#### Written request
Set down exactly, and only, the lines from the one with "Where can you see the small" to the final line of the entries, both included.

-------- Data excerpts --------

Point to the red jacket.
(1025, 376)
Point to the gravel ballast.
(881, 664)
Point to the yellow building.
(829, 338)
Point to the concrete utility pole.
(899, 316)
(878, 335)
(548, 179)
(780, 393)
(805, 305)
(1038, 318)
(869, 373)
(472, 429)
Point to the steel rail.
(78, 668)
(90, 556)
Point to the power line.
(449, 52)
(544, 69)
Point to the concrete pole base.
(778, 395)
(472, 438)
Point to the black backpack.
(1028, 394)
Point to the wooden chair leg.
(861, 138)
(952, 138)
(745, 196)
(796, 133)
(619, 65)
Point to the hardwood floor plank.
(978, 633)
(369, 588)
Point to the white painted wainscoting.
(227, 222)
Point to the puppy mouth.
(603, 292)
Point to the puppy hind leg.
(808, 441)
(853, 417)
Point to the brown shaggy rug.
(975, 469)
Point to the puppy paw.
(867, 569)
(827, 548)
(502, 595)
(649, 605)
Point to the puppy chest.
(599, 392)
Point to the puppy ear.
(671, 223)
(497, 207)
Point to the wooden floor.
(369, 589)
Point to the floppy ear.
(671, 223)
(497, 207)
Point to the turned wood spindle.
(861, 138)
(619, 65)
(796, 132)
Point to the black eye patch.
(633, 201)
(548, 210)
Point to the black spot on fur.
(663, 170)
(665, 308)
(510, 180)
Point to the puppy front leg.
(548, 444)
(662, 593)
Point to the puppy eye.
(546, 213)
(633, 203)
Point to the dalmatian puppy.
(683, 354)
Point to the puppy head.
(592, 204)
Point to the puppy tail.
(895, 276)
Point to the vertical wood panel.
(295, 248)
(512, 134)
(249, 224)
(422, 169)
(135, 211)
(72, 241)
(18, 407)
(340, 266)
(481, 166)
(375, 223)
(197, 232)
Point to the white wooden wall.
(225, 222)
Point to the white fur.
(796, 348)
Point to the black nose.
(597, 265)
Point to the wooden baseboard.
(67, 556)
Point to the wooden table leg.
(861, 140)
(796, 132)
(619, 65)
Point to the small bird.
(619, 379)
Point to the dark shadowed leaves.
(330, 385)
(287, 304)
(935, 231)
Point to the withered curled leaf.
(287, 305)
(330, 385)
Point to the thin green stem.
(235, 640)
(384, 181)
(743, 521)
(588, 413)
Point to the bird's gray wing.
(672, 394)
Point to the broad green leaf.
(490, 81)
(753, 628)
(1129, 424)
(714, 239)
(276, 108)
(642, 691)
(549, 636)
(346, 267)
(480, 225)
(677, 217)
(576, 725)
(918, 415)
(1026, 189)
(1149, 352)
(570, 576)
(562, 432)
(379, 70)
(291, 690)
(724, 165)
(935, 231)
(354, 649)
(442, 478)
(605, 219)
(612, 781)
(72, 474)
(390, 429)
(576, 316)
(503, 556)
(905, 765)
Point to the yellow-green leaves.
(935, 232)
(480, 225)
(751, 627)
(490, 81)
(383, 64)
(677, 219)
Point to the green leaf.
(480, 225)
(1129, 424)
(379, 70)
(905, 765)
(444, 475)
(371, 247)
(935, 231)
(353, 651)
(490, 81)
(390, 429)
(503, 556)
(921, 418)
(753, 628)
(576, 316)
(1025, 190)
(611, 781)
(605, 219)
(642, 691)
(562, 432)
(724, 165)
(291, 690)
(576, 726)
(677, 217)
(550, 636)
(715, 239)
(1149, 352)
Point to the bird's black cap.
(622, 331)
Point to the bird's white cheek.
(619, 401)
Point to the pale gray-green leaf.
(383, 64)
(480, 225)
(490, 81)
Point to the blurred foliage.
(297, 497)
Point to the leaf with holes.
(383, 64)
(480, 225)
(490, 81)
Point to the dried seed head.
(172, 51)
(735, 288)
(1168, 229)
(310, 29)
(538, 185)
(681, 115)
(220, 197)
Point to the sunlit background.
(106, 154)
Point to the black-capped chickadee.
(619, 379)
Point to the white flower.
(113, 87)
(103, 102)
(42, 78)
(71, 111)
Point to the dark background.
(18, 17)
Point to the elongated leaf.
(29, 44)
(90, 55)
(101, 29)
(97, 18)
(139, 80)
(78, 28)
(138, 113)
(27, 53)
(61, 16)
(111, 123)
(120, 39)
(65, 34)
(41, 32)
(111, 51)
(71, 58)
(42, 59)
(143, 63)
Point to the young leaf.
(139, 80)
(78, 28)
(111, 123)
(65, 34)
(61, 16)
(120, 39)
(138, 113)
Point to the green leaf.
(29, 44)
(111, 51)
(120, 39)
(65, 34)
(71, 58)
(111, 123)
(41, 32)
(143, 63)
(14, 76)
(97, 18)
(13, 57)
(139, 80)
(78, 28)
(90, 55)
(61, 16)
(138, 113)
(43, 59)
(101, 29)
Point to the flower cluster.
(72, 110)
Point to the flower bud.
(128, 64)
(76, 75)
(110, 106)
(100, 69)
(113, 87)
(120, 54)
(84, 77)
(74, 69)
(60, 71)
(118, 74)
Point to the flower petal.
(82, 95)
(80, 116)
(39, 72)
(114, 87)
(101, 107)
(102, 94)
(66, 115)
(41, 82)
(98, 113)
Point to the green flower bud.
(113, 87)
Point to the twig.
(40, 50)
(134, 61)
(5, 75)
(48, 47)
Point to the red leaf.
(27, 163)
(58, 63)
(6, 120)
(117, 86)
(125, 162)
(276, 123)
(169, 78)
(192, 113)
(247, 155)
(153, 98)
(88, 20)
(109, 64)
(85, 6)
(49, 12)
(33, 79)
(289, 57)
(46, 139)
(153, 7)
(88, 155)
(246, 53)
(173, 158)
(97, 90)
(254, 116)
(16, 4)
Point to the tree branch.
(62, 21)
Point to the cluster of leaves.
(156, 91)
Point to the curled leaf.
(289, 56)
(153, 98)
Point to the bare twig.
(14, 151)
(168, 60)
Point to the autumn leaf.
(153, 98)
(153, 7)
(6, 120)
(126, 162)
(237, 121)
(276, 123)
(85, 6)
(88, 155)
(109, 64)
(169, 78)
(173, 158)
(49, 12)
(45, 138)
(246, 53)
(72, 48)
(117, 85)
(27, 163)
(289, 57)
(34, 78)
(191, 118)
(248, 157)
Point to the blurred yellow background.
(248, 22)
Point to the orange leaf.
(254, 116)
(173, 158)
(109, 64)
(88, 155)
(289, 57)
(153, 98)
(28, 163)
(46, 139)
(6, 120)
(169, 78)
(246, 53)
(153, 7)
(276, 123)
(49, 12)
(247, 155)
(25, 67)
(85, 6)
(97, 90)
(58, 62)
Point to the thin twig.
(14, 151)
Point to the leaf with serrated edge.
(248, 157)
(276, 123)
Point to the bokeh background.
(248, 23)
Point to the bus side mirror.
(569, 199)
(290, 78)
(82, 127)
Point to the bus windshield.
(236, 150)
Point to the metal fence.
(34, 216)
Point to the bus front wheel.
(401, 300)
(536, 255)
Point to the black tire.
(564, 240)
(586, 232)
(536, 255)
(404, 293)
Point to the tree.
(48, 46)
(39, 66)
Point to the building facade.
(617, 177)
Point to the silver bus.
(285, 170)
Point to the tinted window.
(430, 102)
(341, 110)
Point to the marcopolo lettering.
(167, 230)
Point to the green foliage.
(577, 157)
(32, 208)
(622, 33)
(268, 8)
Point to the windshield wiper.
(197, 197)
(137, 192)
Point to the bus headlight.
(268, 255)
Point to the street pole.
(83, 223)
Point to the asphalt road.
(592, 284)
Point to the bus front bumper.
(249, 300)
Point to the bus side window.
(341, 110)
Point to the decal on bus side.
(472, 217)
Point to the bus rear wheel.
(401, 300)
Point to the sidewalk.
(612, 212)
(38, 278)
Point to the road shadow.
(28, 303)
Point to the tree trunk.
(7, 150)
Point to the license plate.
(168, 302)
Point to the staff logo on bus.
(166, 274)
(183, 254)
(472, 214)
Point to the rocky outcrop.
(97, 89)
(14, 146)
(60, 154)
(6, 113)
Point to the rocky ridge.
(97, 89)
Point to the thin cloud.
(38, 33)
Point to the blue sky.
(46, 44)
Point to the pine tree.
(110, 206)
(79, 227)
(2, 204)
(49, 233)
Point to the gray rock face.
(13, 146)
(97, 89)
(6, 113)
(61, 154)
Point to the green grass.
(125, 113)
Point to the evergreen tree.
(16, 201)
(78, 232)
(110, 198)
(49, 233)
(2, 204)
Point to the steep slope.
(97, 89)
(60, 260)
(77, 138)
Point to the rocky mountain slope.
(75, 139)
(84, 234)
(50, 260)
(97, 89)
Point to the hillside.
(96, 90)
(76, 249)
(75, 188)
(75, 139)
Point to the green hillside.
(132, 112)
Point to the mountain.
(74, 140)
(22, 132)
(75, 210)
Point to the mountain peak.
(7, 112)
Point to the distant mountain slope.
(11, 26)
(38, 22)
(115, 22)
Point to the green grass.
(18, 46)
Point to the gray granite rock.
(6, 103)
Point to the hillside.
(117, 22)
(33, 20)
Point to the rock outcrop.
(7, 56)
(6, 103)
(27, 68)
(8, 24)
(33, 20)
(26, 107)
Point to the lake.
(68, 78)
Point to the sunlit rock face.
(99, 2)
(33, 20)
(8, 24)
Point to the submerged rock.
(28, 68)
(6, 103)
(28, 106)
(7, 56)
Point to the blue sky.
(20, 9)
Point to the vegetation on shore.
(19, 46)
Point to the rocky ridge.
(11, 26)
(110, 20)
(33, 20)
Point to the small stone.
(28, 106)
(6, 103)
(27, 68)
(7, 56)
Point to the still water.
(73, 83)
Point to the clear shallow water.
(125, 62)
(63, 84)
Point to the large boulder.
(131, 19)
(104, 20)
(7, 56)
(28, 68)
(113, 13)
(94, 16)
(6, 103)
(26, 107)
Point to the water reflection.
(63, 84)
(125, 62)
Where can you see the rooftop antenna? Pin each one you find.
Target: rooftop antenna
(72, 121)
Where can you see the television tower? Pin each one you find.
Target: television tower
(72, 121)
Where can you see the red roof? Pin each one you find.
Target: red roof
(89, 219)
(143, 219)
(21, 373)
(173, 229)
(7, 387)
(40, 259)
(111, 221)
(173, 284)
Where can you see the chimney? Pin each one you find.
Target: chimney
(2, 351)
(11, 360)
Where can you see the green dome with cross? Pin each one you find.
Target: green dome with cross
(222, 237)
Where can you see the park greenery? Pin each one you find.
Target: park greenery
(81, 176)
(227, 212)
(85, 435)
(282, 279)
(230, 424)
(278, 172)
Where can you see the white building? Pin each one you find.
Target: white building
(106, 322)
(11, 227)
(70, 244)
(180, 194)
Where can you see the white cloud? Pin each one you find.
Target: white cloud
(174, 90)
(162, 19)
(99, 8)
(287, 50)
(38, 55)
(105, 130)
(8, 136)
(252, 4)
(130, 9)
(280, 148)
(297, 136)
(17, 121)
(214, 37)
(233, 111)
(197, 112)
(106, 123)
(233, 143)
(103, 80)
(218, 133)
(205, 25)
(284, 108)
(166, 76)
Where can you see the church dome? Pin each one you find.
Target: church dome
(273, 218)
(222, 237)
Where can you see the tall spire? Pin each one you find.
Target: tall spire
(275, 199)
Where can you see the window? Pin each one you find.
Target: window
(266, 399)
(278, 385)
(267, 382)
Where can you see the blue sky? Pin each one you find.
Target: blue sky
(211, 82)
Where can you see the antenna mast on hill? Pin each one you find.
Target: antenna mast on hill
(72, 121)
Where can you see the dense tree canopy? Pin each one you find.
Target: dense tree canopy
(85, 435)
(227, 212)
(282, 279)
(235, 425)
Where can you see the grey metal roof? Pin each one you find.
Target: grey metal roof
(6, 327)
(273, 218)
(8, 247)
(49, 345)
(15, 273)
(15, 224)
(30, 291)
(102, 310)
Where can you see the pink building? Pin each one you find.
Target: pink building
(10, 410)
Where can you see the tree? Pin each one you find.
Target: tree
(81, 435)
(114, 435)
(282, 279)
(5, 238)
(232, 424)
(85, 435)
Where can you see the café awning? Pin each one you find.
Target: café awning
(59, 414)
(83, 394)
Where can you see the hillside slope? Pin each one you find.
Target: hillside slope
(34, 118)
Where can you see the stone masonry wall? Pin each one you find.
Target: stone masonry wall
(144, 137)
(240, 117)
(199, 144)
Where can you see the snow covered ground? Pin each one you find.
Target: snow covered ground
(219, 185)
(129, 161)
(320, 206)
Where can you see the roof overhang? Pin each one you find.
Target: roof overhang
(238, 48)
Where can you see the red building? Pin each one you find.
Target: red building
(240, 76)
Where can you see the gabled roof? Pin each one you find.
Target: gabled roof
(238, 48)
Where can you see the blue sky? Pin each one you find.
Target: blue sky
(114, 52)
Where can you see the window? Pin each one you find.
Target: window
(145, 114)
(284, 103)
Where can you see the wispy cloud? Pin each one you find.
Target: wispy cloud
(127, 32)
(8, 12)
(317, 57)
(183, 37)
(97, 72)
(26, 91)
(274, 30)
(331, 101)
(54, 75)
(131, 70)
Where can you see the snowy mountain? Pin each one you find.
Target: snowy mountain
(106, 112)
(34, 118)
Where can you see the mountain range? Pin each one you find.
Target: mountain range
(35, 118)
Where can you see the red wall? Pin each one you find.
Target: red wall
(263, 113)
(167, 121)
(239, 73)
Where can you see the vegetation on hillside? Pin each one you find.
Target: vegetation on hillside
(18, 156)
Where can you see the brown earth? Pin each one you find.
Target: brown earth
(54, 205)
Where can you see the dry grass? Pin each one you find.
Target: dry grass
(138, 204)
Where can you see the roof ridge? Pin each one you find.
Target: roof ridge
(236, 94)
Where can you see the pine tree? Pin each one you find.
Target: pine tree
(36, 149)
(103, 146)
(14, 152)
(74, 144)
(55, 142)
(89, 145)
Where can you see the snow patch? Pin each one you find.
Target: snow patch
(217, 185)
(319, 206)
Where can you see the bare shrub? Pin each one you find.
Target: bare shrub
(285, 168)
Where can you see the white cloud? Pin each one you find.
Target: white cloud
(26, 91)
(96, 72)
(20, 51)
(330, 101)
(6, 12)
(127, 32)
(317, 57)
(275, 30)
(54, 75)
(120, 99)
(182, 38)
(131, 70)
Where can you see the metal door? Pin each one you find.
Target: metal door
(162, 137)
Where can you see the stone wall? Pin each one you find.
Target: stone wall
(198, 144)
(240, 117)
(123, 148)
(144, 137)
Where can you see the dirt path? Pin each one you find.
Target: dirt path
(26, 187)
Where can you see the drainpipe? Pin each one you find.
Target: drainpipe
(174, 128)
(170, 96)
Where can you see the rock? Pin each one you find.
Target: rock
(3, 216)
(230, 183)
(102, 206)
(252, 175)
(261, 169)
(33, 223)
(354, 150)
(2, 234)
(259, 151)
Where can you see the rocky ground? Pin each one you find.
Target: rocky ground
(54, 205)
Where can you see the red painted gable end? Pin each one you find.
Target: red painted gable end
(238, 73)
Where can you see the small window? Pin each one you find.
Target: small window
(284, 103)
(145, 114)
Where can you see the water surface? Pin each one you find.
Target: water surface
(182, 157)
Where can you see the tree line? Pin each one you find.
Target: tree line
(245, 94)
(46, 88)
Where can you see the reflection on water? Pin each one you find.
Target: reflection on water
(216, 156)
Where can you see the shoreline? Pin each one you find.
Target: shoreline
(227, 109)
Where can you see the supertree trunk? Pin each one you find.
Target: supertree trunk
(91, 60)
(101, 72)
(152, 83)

--------

#### Answer to this task
Where can you see the small window? Pin each one you find.
Target: small window
(284, 103)
(145, 114)
Where can you see the water surface? Pin each one you find.
Target: water surface
(182, 157)
Where can you see the tree line? Pin each one you find.
Target: tree line
(245, 94)
(46, 88)
Where can you see the reflection on water? Pin each one you find.
Target: reflection on water
(216, 156)
Where can you see the shoreline? Pin each one you find.
Target: shoreline
(227, 109)
Where can you see the supertree trunk? Pin each one you find.
Target: supertree trunk
(91, 60)
(101, 72)
(152, 83)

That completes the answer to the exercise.